**Description of the task**
In the Forth write-up, copy everything from "I meant it when" down to "my memory handling.", replacing "multiple platforms" with "several platforms".

A tiny Forth I built in a week.

Overview

( Wrote a blog post about this here )

It was raining hard, a week ago.

And what could you possibly do on a rainy Saturday afternoon?

Well...

You can make a Forth interpreter/compiler from scratch...
...then put it inside a 1.5$ Blue Pill microcontroller...
...and finally, inside an Arduino UNO...
... within its tiny 2K RAM!

Click on the image to watch it blinking the LED of my Arduino:

Here's a video of it action, blinking my Arduino :-)

I haven't done anything even remotely close to this in decades...
I loved building it.

The rainy afternoon turned into a week-long hackfest (was looking forward every day to the post-work FORTH-tinkering in the afternoon...)

The result: a tiny, mini, micro Forth. In portable C++ :-)
It has...

  • basic arithmetic
  • star-slash (double-word accurate muldiv)
  • literals
  • constants
  • variables
  • direct memory access
  • string printing
  • reseting
  • comments
  • nested DO/LOOP
  • comparisons
  • nested IF/ELSE/THEN
  • ...and of course, functions (Forth words)

Here's an ascii-cast recording of it in action:

Recording of building and uploading on an Arduino UNO

Read the test scenario below to see my supported Forth constructs.

Portability, ArduinoSTL and Valgrind/AddressSanitizer checks

I meant it when I said "portable". Part of my reasoning was, that in addition to targeting multiple platforms (e.g. BluePill and Arduino) I wanted to be able to use Valgrind and AddressSanitizer to detect - in the host! - any issues I have with my memory handling.

Since I had embedded targets in mind, I tried ArduinoSTL - but it was too wasteful memory-wise. It also made the build process significantly slower. I therefore built my own memory pool, as well as list, tuple and string-like C++ templates. It was a nice challenge, re-inventing a tiny C++ STL...

And I understand STL a lot better now, after building small pieces of it myself :-)

Simulation / Debugging

I setup simulation via simavr. This tremendously improved my developing speed, since a simulator spawns and runs much faster than the real board. Due to the code being portable, debugging took place mostly in the host GDB; and after Valgrind and AddressSanitizer gave their blessing, I usually found out that the simulator (and the real board) worked fine as well.

**Rows**
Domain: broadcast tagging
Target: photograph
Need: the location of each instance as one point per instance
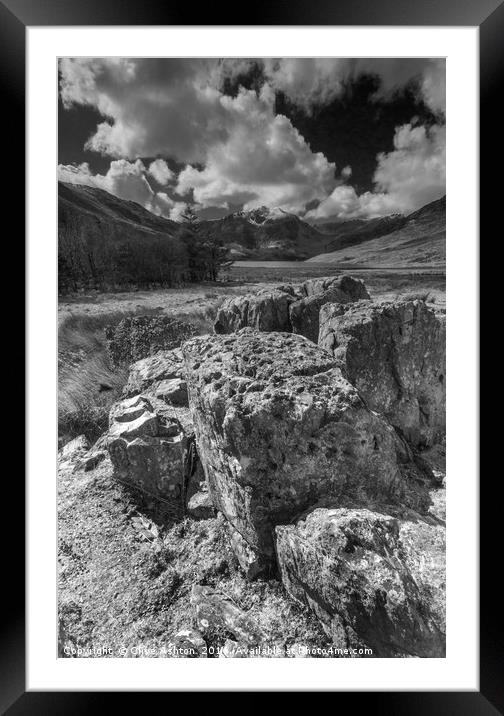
(251, 357)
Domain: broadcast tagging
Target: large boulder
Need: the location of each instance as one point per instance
(265, 311)
(394, 354)
(278, 427)
(148, 445)
(288, 307)
(304, 314)
(152, 372)
(354, 288)
(374, 577)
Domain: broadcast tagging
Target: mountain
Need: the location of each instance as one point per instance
(91, 204)
(418, 238)
(104, 242)
(104, 238)
(267, 234)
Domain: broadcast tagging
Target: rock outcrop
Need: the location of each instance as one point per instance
(200, 505)
(148, 448)
(375, 577)
(71, 454)
(151, 373)
(288, 307)
(278, 428)
(394, 354)
(304, 314)
(264, 311)
(216, 611)
(353, 288)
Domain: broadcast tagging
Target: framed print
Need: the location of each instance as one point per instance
(253, 346)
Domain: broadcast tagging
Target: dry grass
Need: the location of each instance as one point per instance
(88, 383)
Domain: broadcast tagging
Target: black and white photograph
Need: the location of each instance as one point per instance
(251, 357)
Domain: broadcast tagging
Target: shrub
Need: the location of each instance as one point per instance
(138, 337)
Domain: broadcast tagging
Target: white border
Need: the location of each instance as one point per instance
(460, 668)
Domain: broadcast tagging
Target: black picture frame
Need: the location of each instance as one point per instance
(15, 17)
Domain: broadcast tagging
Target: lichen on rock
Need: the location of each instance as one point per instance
(394, 354)
(278, 428)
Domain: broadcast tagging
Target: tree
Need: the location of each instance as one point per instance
(206, 254)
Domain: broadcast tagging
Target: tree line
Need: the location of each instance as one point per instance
(94, 252)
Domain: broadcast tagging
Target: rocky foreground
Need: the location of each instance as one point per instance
(302, 440)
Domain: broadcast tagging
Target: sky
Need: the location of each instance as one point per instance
(330, 138)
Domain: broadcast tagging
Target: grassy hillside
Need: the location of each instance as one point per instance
(418, 239)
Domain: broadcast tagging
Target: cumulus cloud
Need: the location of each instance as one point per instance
(410, 176)
(126, 180)
(311, 82)
(152, 106)
(237, 150)
(161, 172)
(264, 160)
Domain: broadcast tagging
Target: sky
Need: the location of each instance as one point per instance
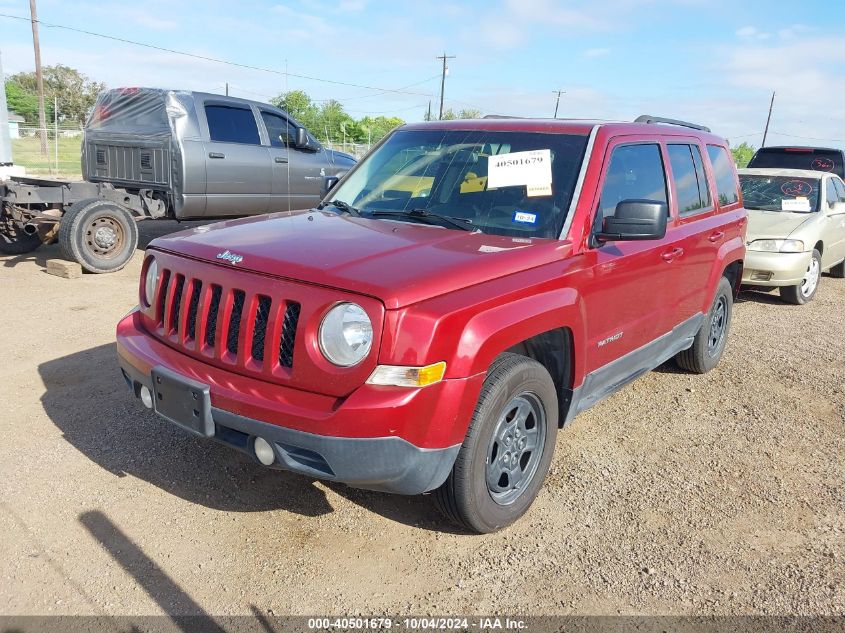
(714, 62)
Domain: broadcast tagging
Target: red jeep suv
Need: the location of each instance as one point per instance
(457, 297)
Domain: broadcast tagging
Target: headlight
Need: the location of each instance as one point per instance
(346, 335)
(777, 246)
(150, 280)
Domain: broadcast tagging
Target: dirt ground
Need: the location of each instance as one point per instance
(678, 495)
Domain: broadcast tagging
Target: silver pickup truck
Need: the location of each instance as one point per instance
(150, 153)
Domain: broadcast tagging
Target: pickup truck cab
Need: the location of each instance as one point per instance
(435, 335)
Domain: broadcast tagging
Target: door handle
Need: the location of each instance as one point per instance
(672, 255)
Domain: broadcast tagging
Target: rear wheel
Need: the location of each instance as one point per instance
(100, 235)
(13, 239)
(709, 343)
(805, 291)
(506, 454)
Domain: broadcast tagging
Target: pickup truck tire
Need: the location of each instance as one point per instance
(804, 292)
(100, 235)
(709, 342)
(506, 453)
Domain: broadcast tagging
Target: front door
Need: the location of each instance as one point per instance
(237, 165)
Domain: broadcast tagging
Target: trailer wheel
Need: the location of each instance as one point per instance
(100, 235)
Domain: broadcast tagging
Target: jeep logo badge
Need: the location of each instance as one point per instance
(230, 257)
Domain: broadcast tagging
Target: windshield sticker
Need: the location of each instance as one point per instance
(822, 164)
(800, 205)
(796, 188)
(523, 217)
(532, 168)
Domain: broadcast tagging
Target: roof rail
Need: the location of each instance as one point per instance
(647, 118)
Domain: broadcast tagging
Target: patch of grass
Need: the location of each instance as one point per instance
(26, 151)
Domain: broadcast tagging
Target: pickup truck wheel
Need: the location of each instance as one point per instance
(506, 454)
(804, 292)
(100, 235)
(709, 343)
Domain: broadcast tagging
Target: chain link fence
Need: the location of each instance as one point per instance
(54, 151)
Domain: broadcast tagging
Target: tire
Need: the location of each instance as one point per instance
(804, 292)
(709, 342)
(100, 235)
(518, 402)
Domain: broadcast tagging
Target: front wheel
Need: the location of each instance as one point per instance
(805, 291)
(100, 235)
(508, 448)
(709, 343)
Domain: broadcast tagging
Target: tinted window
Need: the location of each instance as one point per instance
(635, 173)
(723, 171)
(279, 129)
(231, 125)
(799, 158)
(840, 189)
(689, 180)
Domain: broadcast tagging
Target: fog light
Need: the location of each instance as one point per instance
(263, 451)
(147, 397)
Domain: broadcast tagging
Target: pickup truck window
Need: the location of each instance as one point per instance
(635, 173)
(232, 125)
(517, 184)
(690, 182)
(724, 174)
(279, 129)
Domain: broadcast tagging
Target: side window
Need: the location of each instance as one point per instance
(228, 124)
(281, 132)
(635, 173)
(840, 189)
(724, 174)
(689, 179)
(832, 194)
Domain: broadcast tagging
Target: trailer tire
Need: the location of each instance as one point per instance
(102, 236)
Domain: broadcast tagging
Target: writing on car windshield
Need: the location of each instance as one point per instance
(780, 193)
(517, 184)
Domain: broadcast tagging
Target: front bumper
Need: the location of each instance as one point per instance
(391, 439)
(775, 269)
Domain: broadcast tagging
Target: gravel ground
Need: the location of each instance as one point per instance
(716, 494)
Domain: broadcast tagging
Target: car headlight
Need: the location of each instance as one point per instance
(346, 335)
(777, 246)
(150, 280)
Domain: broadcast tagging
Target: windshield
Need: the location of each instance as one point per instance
(780, 193)
(799, 158)
(516, 184)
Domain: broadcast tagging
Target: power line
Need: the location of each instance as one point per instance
(213, 59)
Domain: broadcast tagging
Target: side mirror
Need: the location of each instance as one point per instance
(635, 220)
(328, 184)
(302, 140)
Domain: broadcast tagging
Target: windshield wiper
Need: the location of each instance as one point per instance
(458, 223)
(341, 205)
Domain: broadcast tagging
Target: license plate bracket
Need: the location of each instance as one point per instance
(182, 401)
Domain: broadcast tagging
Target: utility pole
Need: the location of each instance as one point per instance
(768, 120)
(557, 103)
(42, 118)
(444, 57)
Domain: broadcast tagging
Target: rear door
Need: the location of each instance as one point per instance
(297, 173)
(626, 299)
(238, 167)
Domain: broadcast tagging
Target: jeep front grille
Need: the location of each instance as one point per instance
(232, 325)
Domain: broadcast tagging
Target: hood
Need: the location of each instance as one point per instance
(397, 262)
(775, 224)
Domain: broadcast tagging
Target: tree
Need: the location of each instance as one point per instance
(74, 91)
(742, 154)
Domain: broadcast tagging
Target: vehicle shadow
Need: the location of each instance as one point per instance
(87, 399)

**Exercise response**
I meant it when I said "portable". Part of my reasoning was, that in addition to targeting several platforms (e.g. BluePill and Arduino) I wanted to be able to use Valgrind and AddressSanitizer to detect - in the host! - any issues I have with my memory handling.